* LISTING *

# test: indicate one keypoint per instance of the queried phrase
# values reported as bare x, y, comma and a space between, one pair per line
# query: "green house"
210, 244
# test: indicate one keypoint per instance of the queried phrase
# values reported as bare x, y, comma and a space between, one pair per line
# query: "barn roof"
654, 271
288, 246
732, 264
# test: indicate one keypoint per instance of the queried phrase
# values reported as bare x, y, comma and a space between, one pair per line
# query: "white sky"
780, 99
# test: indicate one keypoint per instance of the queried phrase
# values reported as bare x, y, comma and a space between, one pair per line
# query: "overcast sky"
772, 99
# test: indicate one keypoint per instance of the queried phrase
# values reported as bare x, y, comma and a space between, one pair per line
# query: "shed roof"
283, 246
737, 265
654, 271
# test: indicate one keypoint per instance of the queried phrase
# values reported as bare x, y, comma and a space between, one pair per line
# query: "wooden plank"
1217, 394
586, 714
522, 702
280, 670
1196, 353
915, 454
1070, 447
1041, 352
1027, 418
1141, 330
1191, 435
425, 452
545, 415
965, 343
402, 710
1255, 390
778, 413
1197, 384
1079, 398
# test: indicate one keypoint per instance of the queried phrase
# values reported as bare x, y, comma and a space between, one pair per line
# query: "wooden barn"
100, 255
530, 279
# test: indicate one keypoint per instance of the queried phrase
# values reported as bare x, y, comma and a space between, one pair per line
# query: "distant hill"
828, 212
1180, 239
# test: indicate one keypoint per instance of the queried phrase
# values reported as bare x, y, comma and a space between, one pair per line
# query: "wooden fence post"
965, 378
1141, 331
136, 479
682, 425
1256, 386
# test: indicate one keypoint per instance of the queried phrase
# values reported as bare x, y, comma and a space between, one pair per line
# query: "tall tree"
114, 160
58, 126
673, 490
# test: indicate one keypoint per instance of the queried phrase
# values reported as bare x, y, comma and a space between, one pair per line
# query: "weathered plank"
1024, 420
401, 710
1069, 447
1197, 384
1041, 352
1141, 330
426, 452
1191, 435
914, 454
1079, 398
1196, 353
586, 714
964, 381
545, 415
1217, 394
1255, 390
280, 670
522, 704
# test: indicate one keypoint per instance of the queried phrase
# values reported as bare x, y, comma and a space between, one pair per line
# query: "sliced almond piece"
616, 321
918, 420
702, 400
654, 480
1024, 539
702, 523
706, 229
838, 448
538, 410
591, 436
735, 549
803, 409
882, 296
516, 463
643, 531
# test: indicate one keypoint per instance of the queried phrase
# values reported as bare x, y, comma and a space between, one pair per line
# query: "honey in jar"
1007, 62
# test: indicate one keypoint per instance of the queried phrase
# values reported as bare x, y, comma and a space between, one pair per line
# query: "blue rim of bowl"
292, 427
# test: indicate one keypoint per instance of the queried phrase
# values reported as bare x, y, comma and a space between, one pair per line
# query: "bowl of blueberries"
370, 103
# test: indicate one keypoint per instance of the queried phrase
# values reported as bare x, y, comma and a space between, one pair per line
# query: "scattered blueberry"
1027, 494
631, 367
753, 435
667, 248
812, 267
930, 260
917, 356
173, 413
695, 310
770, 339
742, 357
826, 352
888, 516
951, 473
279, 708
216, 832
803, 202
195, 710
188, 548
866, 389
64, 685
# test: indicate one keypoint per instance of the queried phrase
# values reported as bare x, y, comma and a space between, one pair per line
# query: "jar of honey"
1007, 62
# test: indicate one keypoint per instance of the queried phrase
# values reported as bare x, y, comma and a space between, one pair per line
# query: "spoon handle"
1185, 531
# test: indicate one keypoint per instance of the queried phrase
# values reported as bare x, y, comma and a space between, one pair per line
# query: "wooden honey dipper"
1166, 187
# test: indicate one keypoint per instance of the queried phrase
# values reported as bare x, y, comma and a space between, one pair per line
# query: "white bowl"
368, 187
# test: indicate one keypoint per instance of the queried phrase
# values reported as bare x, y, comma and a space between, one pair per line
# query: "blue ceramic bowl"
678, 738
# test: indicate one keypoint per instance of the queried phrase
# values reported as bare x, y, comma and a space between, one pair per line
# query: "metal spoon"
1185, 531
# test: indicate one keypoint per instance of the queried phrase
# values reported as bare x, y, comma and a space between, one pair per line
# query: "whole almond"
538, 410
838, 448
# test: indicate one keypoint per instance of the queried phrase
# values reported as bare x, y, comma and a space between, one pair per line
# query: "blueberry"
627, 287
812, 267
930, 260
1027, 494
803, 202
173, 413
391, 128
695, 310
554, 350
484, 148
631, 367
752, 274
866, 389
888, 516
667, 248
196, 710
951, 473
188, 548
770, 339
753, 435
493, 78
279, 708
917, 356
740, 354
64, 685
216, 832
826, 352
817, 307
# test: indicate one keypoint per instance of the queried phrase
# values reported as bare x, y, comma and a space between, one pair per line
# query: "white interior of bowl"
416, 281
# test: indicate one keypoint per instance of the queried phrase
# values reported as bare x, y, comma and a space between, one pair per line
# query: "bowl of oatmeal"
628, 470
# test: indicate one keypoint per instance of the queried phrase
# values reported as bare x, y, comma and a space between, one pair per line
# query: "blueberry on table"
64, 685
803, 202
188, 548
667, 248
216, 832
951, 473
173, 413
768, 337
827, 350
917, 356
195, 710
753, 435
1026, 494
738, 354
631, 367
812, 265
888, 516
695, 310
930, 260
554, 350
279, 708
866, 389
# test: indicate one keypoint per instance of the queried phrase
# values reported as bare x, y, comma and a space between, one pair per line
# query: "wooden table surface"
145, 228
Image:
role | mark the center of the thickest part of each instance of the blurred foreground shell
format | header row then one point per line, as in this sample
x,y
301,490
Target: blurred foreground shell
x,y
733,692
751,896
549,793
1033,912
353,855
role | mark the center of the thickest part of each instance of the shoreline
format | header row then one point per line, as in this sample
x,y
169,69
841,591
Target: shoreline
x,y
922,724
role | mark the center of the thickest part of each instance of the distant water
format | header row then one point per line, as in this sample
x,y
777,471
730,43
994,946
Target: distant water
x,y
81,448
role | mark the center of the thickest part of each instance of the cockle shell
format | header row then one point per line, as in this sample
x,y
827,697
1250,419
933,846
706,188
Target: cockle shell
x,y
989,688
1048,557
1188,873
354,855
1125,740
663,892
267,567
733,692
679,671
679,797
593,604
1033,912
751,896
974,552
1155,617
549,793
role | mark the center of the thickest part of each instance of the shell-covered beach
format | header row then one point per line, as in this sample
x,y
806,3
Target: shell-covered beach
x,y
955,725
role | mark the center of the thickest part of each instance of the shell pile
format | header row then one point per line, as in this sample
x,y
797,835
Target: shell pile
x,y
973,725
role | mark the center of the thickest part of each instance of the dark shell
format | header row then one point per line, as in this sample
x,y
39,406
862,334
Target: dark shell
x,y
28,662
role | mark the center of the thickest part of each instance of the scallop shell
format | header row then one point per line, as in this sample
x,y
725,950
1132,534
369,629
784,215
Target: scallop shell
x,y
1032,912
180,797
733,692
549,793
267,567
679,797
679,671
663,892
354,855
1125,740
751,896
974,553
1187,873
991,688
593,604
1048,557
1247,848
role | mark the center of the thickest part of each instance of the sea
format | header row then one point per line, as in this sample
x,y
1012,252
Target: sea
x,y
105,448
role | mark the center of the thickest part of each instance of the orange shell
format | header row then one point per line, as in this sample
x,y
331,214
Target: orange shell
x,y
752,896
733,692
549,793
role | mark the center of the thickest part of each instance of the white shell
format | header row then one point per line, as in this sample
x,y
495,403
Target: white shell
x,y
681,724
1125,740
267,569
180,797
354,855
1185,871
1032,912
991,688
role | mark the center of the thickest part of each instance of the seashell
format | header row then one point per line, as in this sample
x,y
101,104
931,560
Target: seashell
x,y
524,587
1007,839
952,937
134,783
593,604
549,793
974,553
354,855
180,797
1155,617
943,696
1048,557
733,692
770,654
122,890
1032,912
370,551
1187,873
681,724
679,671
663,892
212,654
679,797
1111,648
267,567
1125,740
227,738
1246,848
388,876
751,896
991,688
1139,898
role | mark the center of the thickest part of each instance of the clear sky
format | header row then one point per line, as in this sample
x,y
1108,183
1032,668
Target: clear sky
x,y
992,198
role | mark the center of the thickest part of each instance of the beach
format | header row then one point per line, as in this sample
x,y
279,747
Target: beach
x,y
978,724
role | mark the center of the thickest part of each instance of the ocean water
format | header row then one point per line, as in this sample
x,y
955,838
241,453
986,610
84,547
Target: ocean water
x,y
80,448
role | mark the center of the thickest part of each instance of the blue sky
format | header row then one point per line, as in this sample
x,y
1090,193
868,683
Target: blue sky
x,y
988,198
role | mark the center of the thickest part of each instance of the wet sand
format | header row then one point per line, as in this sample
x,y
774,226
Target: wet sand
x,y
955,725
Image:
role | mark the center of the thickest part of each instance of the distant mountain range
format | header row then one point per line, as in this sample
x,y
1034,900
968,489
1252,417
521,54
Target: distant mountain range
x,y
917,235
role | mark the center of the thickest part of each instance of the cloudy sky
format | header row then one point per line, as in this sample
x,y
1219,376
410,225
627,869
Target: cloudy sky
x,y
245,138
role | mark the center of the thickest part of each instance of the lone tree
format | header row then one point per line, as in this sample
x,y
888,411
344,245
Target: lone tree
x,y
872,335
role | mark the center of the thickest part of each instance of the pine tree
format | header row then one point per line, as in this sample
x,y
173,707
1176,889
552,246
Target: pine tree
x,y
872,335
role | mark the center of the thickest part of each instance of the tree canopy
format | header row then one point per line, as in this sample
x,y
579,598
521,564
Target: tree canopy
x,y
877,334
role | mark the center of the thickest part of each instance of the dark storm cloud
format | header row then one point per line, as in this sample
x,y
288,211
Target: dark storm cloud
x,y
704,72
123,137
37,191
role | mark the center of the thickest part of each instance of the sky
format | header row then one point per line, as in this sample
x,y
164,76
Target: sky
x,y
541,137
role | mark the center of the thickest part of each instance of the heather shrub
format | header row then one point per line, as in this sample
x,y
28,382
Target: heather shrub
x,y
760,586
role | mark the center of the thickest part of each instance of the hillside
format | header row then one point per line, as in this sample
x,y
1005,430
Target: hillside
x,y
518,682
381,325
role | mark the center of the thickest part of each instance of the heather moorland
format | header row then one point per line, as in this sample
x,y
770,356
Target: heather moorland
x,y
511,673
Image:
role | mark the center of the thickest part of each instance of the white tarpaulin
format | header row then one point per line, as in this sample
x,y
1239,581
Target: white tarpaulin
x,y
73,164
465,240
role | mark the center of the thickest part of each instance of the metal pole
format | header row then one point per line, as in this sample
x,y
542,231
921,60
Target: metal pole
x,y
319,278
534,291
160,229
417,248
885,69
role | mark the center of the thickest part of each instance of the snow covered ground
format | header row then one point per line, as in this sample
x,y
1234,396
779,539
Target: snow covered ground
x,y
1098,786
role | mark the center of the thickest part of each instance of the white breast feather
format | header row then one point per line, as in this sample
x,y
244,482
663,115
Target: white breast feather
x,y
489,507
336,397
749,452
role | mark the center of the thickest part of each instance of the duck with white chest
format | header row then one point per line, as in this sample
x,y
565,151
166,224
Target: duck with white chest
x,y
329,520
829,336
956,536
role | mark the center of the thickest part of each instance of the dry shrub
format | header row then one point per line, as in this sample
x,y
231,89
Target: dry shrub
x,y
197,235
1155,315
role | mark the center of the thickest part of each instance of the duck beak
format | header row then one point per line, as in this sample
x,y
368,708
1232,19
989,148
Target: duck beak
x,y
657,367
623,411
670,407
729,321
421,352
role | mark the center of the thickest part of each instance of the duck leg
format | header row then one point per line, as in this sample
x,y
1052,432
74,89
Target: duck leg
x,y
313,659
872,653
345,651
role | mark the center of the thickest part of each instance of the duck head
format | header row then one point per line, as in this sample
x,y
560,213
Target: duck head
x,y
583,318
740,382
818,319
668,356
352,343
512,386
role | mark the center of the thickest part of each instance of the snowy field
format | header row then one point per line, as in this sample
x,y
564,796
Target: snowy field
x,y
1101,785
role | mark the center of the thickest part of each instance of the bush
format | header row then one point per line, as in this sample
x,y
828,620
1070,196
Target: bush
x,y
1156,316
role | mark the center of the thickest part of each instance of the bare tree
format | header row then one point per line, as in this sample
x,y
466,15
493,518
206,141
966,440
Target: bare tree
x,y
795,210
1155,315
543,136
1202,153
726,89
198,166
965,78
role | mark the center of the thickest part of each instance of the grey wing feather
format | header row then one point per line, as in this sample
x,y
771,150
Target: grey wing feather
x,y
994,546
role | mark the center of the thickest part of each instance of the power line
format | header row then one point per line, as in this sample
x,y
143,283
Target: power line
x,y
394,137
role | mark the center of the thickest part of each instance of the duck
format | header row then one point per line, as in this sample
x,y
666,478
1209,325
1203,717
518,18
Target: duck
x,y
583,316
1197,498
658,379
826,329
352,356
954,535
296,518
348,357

* STATED TASK *
Copy out the data above, word for word, from the line that contains "the grey wing feather" through the end of the data, including both ends.

* WRITTEN ANSWER *
role | mark the center of the thickest part of each instance of the grey wing feather
format | header row then one point per line, as in this sample
x,y
771,150
Target: grey wing feather
x,y
994,546
role | mark the center of the thickest part of each instance of the power line
format | header row then one point per line, as in this sample
x,y
143,283
Target: power line
x,y
394,137
role | mark the center of the thickest part of each instance of the duck
format | header row then one point per line, as in this sample
x,y
666,478
1209,325
1203,717
518,18
Target: duck
x,y
583,316
1197,498
658,379
826,329
352,356
954,535
296,518
348,357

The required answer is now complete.